Coordinate labeling records
• • • •

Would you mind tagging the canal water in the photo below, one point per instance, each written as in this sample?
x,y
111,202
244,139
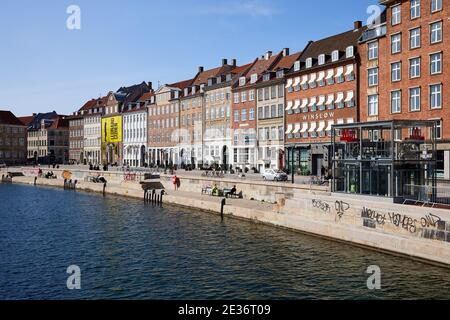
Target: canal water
x,y
129,250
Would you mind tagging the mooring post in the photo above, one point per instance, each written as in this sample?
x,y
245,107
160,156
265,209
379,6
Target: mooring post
x,y
224,200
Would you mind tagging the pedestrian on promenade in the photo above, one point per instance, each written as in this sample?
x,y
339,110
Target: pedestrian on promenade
x,y
175,182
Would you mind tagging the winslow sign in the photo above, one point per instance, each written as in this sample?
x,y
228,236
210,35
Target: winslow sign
x,y
319,116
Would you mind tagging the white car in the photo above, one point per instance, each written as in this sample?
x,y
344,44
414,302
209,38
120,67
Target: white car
x,y
274,175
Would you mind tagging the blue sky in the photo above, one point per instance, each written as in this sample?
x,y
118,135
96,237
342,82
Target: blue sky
x,y
45,66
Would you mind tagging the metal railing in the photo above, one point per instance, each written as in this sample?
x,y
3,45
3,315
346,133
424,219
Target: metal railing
x,y
426,195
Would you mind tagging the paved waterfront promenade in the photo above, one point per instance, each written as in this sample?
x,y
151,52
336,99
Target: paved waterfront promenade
x,y
421,233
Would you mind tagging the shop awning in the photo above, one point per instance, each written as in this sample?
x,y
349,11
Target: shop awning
x,y
321,101
297,128
304,127
330,124
304,80
289,84
289,129
340,97
350,96
304,103
330,99
289,106
321,126
340,72
330,74
321,76
350,70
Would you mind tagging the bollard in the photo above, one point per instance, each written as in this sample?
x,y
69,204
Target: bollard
x,y
224,200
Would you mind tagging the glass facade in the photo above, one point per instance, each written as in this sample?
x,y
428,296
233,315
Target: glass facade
x,y
393,159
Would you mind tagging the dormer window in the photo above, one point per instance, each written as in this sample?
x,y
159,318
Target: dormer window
x,y
280,74
321,59
335,56
349,52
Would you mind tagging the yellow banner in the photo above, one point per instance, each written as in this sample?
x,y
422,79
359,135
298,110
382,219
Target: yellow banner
x,y
112,129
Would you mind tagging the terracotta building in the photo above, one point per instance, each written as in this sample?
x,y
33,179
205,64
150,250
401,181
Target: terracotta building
x,y
217,139
404,69
270,105
163,125
13,136
321,90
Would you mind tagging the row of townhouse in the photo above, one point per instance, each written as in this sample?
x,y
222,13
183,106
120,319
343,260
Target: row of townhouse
x,y
279,110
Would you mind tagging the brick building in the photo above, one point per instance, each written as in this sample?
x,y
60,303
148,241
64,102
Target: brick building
x,y
321,90
13,136
404,68
76,138
270,105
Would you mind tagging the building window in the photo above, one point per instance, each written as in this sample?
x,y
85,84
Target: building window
x,y
414,38
251,114
396,43
396,101
236,98
244,115
396,15
373,50
414,99
321,59
236,116
396,71
414,68
373,105
349,52
436,63
373,77
415,9
436,5
436,96
436,32
335,56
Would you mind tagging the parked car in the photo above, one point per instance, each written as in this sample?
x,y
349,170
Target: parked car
x,y
274,175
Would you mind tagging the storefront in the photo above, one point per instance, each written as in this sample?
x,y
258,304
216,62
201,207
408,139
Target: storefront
x,y
393,159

• • • •

#### WORK TO COMPLETE:
Copy the lines of the records exactly, beginning with the line that contains "Would you mind tagging the parked" and continuing through the end of the records.

#### OUTPUT OF THE EXERCISE:
Would you mind tagging the parked car in the photo above, one point per instance, each written as in this sample?
x,y
349,170
Target: parked car
x,y
274,175
Would you mind tagging the storefront in the photo above, one point per instance, each written as in this sample?
x,y
258,304
216,62
201,207
408,139
Target: storefront
x,y
393,159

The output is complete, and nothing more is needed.